Records supplied -

========

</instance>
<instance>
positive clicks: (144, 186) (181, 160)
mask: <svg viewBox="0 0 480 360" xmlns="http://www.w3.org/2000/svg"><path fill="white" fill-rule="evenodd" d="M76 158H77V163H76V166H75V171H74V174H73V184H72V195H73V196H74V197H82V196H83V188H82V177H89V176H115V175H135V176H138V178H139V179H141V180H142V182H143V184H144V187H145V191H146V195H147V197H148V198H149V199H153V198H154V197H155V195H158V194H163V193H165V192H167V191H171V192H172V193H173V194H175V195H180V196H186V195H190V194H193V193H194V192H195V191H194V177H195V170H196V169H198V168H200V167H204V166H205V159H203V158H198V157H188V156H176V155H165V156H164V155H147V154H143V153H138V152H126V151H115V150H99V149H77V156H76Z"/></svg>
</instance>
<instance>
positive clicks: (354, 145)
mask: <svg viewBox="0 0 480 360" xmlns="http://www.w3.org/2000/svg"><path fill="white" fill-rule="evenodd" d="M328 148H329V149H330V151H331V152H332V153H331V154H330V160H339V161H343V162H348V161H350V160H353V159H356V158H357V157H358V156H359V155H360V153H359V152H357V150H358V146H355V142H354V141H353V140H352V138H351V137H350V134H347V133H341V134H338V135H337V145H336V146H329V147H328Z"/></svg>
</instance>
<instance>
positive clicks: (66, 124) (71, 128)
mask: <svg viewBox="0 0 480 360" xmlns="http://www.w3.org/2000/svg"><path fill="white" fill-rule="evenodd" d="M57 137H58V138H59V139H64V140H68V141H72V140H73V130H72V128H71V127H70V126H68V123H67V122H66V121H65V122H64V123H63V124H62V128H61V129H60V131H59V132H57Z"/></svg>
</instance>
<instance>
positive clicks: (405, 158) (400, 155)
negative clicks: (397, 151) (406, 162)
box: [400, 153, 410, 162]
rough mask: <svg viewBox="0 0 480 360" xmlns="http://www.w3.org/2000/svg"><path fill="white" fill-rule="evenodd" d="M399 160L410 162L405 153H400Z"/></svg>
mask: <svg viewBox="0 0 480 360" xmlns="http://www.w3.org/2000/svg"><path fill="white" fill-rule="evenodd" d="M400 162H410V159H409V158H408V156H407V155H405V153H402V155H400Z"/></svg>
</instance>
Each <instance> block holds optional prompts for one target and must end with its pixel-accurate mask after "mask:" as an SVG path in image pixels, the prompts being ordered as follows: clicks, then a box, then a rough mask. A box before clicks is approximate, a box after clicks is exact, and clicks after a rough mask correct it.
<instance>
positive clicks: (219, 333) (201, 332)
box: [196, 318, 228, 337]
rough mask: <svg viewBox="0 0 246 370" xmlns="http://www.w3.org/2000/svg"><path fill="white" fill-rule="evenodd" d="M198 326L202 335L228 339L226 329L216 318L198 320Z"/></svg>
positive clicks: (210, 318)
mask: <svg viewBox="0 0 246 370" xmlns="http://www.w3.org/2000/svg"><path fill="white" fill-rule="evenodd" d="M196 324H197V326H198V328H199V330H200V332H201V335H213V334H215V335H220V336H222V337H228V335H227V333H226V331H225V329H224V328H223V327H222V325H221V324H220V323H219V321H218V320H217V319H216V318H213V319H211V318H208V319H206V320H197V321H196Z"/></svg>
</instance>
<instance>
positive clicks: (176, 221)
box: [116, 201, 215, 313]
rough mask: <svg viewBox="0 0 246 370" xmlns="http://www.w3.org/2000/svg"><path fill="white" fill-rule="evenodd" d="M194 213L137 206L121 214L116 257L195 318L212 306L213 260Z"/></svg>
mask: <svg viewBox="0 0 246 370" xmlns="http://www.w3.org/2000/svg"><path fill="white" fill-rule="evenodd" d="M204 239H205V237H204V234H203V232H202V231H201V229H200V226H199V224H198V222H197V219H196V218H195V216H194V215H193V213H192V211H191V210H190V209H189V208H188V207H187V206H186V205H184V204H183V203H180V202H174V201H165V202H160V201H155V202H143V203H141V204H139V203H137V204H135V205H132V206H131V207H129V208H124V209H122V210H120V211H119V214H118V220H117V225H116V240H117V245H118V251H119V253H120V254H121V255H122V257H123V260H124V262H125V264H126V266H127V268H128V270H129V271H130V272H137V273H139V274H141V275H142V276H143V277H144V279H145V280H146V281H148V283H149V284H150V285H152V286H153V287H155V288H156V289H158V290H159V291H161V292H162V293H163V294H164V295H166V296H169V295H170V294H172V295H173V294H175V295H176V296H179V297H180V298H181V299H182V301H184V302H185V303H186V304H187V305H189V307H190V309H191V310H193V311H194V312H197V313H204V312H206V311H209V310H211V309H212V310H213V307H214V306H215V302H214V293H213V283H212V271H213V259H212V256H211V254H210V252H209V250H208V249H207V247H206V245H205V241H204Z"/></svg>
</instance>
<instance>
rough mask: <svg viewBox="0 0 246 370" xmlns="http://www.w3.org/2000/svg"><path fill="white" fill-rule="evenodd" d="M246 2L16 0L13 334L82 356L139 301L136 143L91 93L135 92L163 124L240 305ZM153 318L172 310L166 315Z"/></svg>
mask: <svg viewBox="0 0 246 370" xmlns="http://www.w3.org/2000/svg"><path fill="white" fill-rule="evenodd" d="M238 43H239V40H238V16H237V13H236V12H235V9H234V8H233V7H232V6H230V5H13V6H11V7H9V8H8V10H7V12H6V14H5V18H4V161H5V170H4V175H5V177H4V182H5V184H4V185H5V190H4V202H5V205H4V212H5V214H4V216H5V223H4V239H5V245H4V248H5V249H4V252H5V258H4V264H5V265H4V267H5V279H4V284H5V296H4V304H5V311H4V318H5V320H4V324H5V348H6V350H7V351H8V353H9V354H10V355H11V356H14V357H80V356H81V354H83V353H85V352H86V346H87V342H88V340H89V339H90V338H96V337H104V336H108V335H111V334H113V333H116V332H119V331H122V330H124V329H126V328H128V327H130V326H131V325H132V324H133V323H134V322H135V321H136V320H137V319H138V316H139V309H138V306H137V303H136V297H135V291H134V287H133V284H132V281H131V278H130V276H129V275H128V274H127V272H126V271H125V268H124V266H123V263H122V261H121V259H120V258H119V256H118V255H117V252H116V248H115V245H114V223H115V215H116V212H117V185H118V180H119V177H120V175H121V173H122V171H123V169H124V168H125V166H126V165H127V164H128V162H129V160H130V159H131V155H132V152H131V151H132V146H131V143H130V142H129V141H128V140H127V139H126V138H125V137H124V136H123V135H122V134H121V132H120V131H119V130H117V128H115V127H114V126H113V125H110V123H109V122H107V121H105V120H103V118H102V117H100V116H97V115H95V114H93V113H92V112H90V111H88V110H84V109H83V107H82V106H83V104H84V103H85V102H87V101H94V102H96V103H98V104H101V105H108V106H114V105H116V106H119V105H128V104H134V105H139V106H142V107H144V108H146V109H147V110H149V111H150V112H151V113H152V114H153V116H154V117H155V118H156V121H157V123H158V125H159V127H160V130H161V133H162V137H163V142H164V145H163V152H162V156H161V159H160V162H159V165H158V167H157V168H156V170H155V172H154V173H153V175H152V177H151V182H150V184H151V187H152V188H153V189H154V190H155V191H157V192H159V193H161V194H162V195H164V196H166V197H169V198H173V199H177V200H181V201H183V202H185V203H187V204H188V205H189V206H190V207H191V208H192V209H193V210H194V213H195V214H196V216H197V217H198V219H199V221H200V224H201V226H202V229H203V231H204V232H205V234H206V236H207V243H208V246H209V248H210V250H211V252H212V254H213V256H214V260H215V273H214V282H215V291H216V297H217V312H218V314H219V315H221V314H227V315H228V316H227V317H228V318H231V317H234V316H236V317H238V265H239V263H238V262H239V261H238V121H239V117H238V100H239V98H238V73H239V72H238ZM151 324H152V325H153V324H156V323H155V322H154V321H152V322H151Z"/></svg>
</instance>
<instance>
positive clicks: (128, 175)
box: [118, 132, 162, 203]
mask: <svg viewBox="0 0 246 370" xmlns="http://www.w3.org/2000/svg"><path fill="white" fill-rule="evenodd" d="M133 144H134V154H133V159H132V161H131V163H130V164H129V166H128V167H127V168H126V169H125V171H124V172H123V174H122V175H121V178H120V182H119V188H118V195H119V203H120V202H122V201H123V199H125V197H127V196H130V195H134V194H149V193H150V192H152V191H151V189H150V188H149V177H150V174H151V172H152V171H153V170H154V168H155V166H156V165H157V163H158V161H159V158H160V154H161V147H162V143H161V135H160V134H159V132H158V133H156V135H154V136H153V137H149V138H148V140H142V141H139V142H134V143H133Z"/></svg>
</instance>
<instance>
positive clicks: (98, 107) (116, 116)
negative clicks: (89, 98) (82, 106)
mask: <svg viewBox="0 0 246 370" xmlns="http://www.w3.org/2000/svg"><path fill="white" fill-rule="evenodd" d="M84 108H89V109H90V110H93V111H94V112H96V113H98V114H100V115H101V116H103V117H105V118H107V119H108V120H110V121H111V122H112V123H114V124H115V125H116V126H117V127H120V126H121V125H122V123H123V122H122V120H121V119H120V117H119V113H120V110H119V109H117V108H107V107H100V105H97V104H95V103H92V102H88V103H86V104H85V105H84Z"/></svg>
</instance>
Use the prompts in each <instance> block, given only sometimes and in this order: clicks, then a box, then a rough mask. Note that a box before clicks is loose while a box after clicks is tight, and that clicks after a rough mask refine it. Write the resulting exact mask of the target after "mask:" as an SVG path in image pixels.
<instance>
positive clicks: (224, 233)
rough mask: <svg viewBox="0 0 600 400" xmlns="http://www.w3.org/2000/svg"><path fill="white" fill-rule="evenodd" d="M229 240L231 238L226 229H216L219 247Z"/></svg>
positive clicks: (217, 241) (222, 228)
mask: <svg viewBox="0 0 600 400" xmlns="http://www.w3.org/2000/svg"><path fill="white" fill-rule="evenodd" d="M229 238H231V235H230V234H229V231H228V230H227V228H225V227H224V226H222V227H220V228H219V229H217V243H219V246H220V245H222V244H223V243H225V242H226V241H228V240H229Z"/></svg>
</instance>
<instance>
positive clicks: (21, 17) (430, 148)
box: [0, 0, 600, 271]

========

Task statement -
How many lines in the entries above contain the string "negative"? Reply with the number alone.

Solution to the problem -
2